::: インタビュー本文 :::
玲央:自分たちとファンの間には関係者の方々っていうのもいらっしゃるわけじゃないですか。僕が今でもよく覚えてるのは、『SHADOWS』を出したとき、アーティスト写真を黒いシャッターの前で撮ったんです。

-覚えております。あの写真では皆さん黒レザーの衣装をお召しでした。

玲央:そうです、そうです。僕はあの頃アルバムを作るために借金をしまして、自分の生活を全振りして、"これが売れなきゃどうしようもない"というくらいの予算感で作ったのが『SHADOWS』だったんですね。結果として写真撮影の分まではあまり予算を回せなくなり、あれは「SHADOWZ」のミュージック・ビデオのシューティング現場までカメラマンの小松(陽祐)さんに来ていただいて、なんとかこの場所の撮れそうなところでお願いしますということで撮ってもらったんですよ。で、当時その写真を見た某関係者が"このアーティスト写真、めちゃくちゃカッコいいね!!"と言ってくださり、初めて褒めていただいたんですよ。 たぶん、バンドが一丸となって前に進もうとしてる勢いとか空気感があの写真にも出てたんでしょうね。なんだか今、ふとそのことを思い出しました。たしかに音もそうなんですけど、バンドとしての存在感までちゃんとしっかり固まったのが『SHADOWS』を出した時期だったんだと思います。

-私が最初に取材をさせていただいたのは『THE AVOIDED SUN』が出た直後あたりで、当初からlynch.に対してはいいバンドだなという好感を持っていたのですけれど、2008年のシングル『Adore』で"このバンドはここから急成長するな"と予感し、その後に『SHADOWS』を聴いて"lynch.は絶対に大きなバンドになる"と確信しました。そうした経緯もあり、このたび2025年版の『SHADOWS』を聴けたことがとても感慨深いです。晁直さんは何か当時の想い出はあります?
:::
*作業指示*:
a: インタビュー本文の「玲央:そうです、そうです。僕」から「た時期だったんだと思います。」までを、「カメラマン」を「写真家」に差し替えて書き直してもらえますか?
b: 記録の冒頭から「136 217 L 152」を含む行まで(その行も含む)を、依頼文も含めてもう一度書き出し、解答の座標値だけをすべて1.25倍に拡大して整数に丸めてもらえますか(0.5は切り上げ)? 依頼文や書式見本の数値はそのままにし、画像は省いてください。
インタビュー本文と記録は、互いに関係のない別々の資料です。
::: 提供記録 :::
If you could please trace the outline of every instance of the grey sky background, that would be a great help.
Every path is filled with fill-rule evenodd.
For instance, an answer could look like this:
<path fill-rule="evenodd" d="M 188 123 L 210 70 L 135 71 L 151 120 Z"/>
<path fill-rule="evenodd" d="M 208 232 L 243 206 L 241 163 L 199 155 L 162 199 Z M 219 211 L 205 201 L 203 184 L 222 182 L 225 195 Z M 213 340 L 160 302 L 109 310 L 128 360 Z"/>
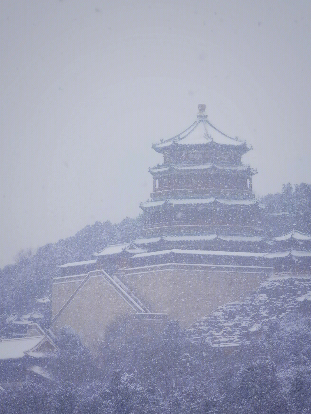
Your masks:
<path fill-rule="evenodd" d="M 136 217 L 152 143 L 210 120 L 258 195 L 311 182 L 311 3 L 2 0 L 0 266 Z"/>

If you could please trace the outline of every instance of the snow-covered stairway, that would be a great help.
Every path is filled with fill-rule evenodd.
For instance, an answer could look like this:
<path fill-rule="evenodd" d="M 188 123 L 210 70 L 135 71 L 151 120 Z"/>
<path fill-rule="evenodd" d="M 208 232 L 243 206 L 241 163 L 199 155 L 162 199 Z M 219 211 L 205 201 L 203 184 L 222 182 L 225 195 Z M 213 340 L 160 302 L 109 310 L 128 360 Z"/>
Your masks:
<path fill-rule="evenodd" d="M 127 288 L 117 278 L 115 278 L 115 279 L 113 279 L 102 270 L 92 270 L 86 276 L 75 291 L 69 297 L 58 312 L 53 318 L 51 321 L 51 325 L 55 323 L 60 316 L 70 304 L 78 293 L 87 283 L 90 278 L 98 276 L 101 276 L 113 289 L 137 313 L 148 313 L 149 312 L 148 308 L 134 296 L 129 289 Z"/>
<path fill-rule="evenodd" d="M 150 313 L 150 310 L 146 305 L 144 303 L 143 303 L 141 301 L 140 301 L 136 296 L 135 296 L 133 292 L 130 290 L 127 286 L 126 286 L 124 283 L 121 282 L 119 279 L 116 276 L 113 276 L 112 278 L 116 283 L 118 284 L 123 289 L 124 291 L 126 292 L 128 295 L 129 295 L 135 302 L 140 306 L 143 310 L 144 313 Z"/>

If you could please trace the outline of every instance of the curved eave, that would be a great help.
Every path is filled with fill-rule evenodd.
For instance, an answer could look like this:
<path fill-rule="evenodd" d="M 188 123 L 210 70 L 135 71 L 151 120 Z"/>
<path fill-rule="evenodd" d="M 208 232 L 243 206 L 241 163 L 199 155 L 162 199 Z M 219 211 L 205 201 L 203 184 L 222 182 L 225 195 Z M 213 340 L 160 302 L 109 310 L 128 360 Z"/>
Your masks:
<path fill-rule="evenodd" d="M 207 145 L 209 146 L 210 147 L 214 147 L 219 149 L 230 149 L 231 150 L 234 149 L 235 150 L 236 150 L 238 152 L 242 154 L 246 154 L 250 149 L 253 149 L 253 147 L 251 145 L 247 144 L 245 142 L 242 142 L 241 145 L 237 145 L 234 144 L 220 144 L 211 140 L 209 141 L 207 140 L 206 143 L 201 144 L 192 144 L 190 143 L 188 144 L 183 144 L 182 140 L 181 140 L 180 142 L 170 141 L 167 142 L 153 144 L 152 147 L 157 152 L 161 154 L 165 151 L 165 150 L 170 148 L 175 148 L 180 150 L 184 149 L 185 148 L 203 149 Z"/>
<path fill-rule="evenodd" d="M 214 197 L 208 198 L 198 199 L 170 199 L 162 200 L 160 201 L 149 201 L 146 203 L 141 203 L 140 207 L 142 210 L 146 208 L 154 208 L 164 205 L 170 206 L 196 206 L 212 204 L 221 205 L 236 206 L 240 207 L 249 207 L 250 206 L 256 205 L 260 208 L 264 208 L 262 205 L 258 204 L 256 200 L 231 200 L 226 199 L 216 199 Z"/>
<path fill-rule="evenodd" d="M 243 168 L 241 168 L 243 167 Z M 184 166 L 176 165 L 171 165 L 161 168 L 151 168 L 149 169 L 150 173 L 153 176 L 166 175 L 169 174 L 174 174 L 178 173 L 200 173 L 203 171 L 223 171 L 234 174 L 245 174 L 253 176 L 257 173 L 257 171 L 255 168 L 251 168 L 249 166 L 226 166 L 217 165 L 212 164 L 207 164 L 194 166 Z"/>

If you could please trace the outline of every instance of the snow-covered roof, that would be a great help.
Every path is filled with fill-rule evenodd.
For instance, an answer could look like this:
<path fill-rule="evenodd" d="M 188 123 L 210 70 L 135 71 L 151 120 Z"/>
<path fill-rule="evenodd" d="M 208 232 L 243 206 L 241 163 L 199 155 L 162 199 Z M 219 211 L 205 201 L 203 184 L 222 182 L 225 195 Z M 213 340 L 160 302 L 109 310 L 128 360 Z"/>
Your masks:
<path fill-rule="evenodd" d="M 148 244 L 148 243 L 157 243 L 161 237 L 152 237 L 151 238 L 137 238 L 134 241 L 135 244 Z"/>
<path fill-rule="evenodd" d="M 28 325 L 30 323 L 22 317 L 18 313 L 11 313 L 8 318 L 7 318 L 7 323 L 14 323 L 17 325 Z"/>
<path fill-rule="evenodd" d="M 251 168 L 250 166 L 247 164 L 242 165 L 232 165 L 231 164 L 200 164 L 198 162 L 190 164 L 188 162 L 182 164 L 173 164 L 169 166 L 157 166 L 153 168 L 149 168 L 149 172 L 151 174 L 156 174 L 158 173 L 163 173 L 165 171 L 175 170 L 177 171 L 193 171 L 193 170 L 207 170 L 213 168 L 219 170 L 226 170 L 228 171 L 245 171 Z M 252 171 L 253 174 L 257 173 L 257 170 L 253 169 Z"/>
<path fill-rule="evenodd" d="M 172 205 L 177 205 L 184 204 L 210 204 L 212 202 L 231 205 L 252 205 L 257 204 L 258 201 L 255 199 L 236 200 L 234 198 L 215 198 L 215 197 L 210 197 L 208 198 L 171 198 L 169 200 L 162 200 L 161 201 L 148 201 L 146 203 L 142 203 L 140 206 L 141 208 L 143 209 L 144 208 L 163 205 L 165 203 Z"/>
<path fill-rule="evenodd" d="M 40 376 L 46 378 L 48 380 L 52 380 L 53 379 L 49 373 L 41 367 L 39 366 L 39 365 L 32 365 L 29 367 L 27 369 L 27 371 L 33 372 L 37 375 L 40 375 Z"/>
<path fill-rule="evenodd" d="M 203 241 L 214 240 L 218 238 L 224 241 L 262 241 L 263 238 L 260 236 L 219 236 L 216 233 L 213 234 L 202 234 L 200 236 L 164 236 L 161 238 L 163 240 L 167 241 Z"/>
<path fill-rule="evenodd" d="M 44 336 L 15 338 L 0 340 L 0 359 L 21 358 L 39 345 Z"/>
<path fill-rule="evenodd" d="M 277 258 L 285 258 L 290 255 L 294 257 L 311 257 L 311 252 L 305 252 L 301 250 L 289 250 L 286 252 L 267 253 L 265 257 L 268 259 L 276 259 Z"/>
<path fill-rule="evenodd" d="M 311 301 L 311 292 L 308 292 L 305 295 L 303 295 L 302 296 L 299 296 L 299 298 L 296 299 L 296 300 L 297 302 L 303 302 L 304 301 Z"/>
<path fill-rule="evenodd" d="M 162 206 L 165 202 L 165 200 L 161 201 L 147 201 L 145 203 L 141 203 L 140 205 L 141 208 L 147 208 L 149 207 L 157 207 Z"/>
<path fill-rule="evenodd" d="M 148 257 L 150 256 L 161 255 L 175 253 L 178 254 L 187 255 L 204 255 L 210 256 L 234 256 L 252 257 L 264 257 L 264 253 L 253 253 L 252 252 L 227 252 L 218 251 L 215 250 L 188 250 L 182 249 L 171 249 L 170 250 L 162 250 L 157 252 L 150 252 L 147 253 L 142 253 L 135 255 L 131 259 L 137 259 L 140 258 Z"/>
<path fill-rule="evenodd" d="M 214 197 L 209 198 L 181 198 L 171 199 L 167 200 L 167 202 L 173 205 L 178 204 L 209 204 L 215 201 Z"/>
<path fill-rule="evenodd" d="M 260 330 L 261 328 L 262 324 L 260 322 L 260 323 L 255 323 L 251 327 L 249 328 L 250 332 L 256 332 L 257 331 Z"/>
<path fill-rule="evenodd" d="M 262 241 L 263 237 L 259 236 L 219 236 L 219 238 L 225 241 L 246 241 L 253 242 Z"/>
:::
*解答例*:
a:
玲央:そうです、そうです。僕はあの頃アルバムを作るために借金をしまして、自分の生活を全振りして、"これが売れなきゃどうしようもない"というくらいの予算感で作ったのが『SHADOWS』だったんですね。結果として写真撮影の分まではあまり予算を回せなくなり、あれは「SHADOWZ」のミュージック・ビデオのシューティング現場まで写真家の小松(陽祐)さんに来ていただいて、なんとかこの場所の撮れそうなところでお願いしますということで撮ってもらったんですよ。で、当時その写真を見た某関係者が"このアーティスト写真、めちゃくちゃカッコいいね!!"と言ってくださり、初めて褒めていただいたんですよ。 たぶん、バンドが一丸となって前に進もうとしてる勢いとか空気感があの写真にも出てたんでしょうね。なんだか今、ふとそのことを思い出しました。たしかに音もそうなんですけど、バンドとしての存在感までちゃんとしっかり固まったのが『SHADOWS』を出した時期だったんだと思います。

b:
If you could please trace the outline of every instance of the grey sky background, that would be a great help.
Every path is filled with fill-rule evenodd.
For instance, an answer could look like this:
<path fill-rule="evenodd" d="M 188 123 L 210 70 L 135 71 L 151 120 Z"/>
<path fill-rule="evenodd" d="M 208 232 L 243 206 L 241 163 L 199 155 L 162 199 Z M 219 211 L 205 201 L 203 184 L 222 182 L 225 195 Z M 213 340 L 160 302 L 109 310 L 128 360 Z"/>
Your masks:
<path fill-rule="evenodd" d="M 170 271 L 190 179 L 263 150 L 323 244 L 389 228 L 389 4 L 3 0 L 0 333 Z"/>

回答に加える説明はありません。